(EXCERPTED TEXT):
* * * * * * *
Tuesday, September 17, 2013

In Defense of Facts: Students know too much, say science standards advocates

While most of us think that it is ignorance that needs to be stamped out, advocates of Kentucky's new unapproved and forcibly implemented science standards are targeting ... knowledge.

Just take a gander at the responses to my opinion piece in the Louisville Courier-Journal which were published on Monday. According to Brad Matthews, former director of curriculum and assessment for the Jefferson County Public Schools, one reason we need these unapproved and forcibly implement standards is to extirpate that bane of all modern permissivist educators: memorization.

"Science education has moved away from the memorization of many facts," says Matthews, "and toward understanding how the laws and principles of science are applied."

That's right: students have memorized too many facts. Their heads are bursting with scientific facts. There is not enough room in their tiny little brains for an understanding of how these facts should be applied because all the room us currently taken up by scientific facts which these students have memorized. There is simply no space in those fact-crowded little heads for scientific concepts.

The solution is obvious to people like Matthews: clear all that knowledge out of there so they will be able to apply the knowledge they will no longer have under these standards.

Just check out some of those Jefferson County schools Matthews had a hand in overseeing and you'll see the extent to which kids are overstuffed with memorized factual knowledge.
* * * * * * *
(DATA SECTION):
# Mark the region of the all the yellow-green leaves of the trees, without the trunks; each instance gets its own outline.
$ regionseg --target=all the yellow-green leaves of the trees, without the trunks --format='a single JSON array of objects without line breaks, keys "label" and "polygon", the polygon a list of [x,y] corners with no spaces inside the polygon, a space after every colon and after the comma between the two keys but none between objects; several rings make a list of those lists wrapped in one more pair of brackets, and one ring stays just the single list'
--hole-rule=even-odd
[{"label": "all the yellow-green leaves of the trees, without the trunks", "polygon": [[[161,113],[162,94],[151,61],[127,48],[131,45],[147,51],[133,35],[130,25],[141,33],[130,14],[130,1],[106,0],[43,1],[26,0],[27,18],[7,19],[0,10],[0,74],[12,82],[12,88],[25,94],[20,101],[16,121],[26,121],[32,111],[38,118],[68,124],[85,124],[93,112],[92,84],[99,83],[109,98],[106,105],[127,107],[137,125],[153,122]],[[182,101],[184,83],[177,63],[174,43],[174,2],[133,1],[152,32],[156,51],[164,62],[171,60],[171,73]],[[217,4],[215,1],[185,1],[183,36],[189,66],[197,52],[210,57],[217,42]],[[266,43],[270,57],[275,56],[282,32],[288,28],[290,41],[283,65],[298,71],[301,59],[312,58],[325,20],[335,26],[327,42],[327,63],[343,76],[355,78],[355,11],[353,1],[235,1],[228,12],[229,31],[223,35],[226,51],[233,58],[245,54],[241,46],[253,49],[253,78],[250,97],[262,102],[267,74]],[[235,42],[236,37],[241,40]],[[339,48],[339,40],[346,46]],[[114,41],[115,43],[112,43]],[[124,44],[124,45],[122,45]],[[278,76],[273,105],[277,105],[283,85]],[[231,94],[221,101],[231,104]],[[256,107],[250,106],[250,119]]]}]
* * * * * * *
(TASKS TO PERFORM):
1 > In the post on Kentucky's science standards, who is named as the former director of curriculum and assessment for the Jefferson County Public Schools?
2 > Please continue the post on Kentucky's science standards, starting after its final sentence.

(ANSWERS TO THIS EXERCISE):
1 > Brad Matthews

2 >
What exactly is it that modern educators have against memorized knowledge of facts? And why is it that they are always pitting facts against application and concepts? Is the possession of memorized facts really inconsistent with an ability to apply scientific procedures and an understanding of scientific ideas?

Since we're now abandoning memorization, we can apparently look forward to the prospect of Kentucky students knowing fewer facts than ever before.

What a relief.

10 comments:

Lee said...

Granted, it's just an analogy. But it has always seemed to me that memorization is to learning what calisthenics, running, and weight training are to playing football. Or basic training is to a military man. Or scales and arpeggios to a musician.

A necessary first step.

Maybe some educators don't like memorization because it makes it easier to teach what to think instead of how to think. You can teach the students the theory of your choice, without those silly facts getting in the way.

Singring said...

'What exactly is it that modern educators have against memorized knowledge of facts? And why is it that they are always pitting facts against application and concepts?'

The answers to both of these laughable questions are obvious:

1.) Modern educators have nothing against memorized knowledge.
(in fact, to play your favourite game: Where does Matthews say he's against students memorizing facts?)

2.) They are prioritizing cincept knowledge over facts (not 'pitting' one against the other) because there is only a limited amount of time availabe to teach.

So, if there has to be a choice, they would rather teach concept knowledge rather than factual knowledge because the latter an be obtained from textbooks within a few minutes. Concept knowledge is much, much harder to come by.

You demonstrate this every time you post one of your highly entertaining ruminations about science.

Lee said...

By the same token, maybe conservatories shouldn't teach scales and arpeggios. After all, there is only so much time for teaching, so we might as well skip these non-musical calisthenics and just teach the sonatas and concertos.

Singring said...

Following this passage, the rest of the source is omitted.